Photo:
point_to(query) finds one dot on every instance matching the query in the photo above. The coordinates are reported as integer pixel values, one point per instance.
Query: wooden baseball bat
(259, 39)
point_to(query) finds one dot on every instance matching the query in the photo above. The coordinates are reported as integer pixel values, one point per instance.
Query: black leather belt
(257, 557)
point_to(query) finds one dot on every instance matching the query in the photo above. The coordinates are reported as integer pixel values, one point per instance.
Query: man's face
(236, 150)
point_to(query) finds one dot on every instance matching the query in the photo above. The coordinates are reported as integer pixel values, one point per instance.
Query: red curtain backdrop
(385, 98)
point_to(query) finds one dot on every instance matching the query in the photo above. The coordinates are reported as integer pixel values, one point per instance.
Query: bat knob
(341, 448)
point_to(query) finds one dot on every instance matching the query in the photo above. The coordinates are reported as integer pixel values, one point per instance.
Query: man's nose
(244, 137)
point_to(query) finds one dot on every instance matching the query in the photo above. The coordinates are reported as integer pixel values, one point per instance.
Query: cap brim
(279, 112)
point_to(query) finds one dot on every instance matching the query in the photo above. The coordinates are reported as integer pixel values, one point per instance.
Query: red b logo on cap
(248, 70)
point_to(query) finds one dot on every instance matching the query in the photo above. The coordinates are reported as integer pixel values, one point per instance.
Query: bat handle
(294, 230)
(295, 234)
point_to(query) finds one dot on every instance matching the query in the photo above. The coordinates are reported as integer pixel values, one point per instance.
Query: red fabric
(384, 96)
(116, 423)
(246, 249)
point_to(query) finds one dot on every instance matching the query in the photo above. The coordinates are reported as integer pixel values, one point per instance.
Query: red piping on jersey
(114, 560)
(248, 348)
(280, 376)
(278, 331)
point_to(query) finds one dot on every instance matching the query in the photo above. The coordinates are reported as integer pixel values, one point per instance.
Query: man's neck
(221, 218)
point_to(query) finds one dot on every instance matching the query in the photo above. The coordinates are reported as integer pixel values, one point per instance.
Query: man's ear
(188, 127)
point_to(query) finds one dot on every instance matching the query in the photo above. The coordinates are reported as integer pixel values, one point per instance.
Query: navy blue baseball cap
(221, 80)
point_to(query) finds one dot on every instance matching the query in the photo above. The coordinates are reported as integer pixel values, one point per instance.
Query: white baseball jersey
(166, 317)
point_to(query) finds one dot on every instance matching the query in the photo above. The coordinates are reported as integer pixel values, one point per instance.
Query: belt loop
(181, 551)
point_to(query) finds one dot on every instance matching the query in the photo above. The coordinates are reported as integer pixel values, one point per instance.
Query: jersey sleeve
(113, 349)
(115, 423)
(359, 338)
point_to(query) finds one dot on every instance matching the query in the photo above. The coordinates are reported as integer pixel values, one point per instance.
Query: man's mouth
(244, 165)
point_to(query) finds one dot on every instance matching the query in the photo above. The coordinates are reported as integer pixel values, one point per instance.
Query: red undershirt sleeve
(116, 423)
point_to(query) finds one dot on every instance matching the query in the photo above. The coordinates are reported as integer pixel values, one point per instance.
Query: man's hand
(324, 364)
====================
Begin with the line that holds "Query: jersey sleeve" and write out each line from there to the end of the material, exactly as it stands. Include nothing else.

### Written answer
Query: jersey sleeve
(113, 349)
(115, 423)
(359, 338)
point_to(query) finds one dot on every instance matching the query in the photo above. The coordinates are reported as integer pixel values, one point per instance.
Query: man's mouth
(244, 165)
point_to(query) finds one dot on every instance matching the query in the photo above. The coordinates are reported as integer pixel values, one point per instance.
Query: red undershirt sleeve
(116, 423)
point_to(query) finds one dot on every instance matching the query in the photo above. The coordinates are reported as integer pixel values, one point per instance.
Query: man's hand
(324, 364)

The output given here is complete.